Dataset excerpts:

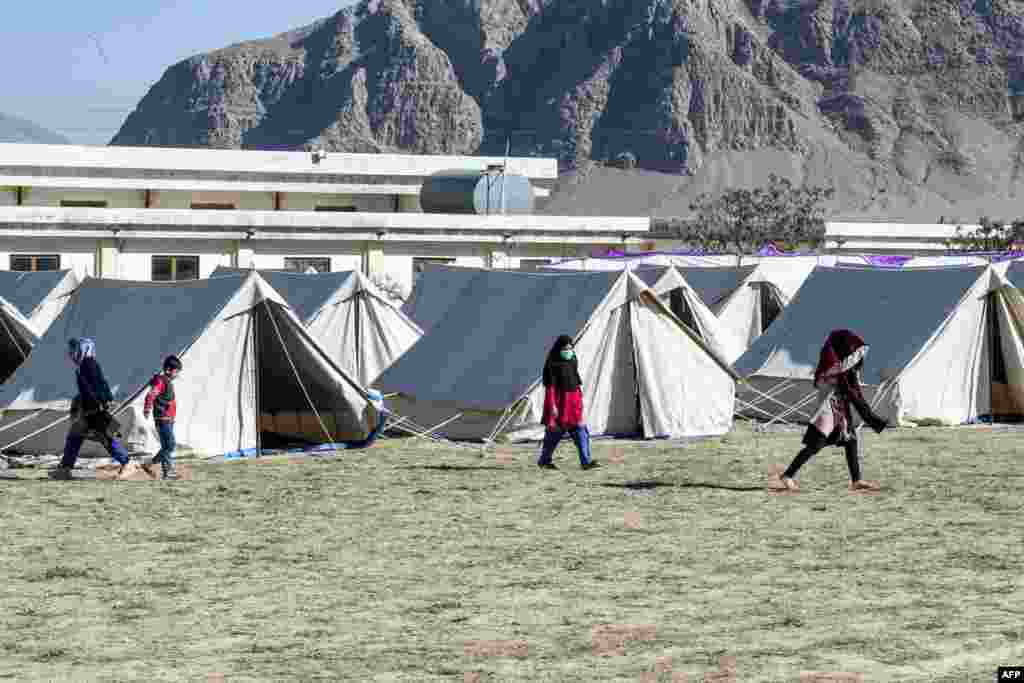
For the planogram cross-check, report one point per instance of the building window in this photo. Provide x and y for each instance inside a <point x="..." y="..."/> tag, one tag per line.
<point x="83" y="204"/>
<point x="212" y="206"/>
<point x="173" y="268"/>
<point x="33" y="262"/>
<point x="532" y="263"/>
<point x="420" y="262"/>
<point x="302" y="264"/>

---

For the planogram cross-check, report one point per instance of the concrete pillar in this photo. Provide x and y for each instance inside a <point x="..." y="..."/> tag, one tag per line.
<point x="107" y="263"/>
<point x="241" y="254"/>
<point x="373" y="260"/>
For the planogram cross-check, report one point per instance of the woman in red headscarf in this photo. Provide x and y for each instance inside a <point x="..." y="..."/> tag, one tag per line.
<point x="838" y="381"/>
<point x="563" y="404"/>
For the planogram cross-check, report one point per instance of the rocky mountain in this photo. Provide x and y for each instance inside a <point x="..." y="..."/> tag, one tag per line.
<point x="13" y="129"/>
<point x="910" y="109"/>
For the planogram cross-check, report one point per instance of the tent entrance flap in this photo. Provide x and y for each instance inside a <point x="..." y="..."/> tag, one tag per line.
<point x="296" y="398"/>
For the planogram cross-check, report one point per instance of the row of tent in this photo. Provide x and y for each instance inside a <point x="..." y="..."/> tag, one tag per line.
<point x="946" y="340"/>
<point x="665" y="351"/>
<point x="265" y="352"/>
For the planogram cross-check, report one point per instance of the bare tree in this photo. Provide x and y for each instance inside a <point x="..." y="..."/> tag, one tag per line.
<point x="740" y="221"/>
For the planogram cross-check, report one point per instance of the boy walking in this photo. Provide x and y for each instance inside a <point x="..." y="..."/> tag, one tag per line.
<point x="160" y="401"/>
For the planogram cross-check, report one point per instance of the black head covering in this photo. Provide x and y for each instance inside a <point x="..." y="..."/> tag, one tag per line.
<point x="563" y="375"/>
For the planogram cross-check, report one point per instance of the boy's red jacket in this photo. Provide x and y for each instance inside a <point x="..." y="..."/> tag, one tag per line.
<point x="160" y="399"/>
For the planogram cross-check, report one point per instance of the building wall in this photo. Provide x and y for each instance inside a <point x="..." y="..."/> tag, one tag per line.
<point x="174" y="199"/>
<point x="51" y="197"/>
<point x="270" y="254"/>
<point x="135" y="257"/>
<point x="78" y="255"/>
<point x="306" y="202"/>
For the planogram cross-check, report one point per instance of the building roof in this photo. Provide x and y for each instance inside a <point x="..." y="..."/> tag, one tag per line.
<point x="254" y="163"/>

---

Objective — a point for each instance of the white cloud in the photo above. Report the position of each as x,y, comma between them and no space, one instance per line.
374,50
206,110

Instructions to follow:
Identify every line of the data that contains the word "tent", and copy each of those lines in full.

Exercise result:
For the planogram cross-check, report one point per instance of the tent entrance flap in this photo. Provide x and y for each instance inside a <point x="..." y="..."/> tag, one tag per line.
For the planogram cross-check, report one point per instance of the row of tent in this photo. Provide x and y for each instance inside a <point x="..." y="..."/> tag, one tag per line.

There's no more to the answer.